#### EXERCISE OBJECTIVE
Copy out the part of the listing that opens with the line containing "label on cap." and closes with the line containing "[0,131,276,198]", reproducing those lines exactly as they stand.

#### TASK DATA
========

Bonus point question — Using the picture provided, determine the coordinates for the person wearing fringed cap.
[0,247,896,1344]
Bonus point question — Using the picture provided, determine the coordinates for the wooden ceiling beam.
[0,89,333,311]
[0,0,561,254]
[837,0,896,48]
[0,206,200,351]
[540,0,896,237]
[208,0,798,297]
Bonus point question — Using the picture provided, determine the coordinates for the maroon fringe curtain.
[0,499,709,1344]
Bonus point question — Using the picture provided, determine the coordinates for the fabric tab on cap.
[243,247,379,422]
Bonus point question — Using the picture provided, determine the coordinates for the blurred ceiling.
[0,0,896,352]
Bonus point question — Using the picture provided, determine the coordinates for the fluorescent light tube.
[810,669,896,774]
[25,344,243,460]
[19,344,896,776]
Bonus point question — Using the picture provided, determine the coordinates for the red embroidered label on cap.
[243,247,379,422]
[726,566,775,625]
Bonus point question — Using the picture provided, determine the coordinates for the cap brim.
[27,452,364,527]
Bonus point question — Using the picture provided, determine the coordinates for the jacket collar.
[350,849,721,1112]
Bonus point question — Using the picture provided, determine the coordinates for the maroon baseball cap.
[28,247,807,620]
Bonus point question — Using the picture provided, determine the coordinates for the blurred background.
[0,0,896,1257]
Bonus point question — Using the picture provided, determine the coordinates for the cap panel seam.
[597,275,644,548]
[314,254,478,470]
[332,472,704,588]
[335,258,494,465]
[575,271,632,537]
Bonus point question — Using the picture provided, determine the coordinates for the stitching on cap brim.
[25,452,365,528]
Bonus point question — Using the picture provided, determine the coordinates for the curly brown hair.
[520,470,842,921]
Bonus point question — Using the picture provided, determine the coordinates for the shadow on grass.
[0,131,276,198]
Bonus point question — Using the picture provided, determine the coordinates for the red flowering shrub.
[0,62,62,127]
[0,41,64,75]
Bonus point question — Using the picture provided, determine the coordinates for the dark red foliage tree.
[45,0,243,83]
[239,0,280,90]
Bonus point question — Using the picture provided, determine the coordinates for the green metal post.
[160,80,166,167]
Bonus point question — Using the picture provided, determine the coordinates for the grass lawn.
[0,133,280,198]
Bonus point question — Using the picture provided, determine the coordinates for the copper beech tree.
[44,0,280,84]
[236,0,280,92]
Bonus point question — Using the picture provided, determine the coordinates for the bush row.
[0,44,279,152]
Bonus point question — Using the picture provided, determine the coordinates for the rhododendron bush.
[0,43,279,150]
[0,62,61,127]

========

#### RESPONSE TO THE EXERCISE
Bonus point question — Using the picture provided, determine the coordinates for the red embroidered label on cap.
[243,247,379,422]
[726,566,775,625]
Bonus point question — Using the picture provided, determine the coordinates for the cap brim.
[27,452,364,527]
Bonus point question — Using the picture provided, determine the coordinates for the jacket collar.
[350,849,721,1112]
Bonus point question — Using the picture provided, determine the coordinates for the maroon baseball cap.
[28,247,807,620]
Bonus point question — Using the picture provided, determine the coordinates for the blurred background.
[0,0,896,1257]
Bonus point question — Using the picture provided, determine the coordinates for the cap panel seam.
[597,275,644,548]
[314,254,478,470]
[332,472,704,588]
[335,258,494,465]
[575,271,632,537]
Bonus point question — Using the picture provided, determine the coordinates for the stitching on cap brim.
[25,452,365,528]
Bonus point question — Using the picture provided, determine the coordinates for the curly brown hair.
[520,470,842,921]
Bonus point question — Using the picture provided, determine the coordinates for the shadow on grass.
[0,131,276,198]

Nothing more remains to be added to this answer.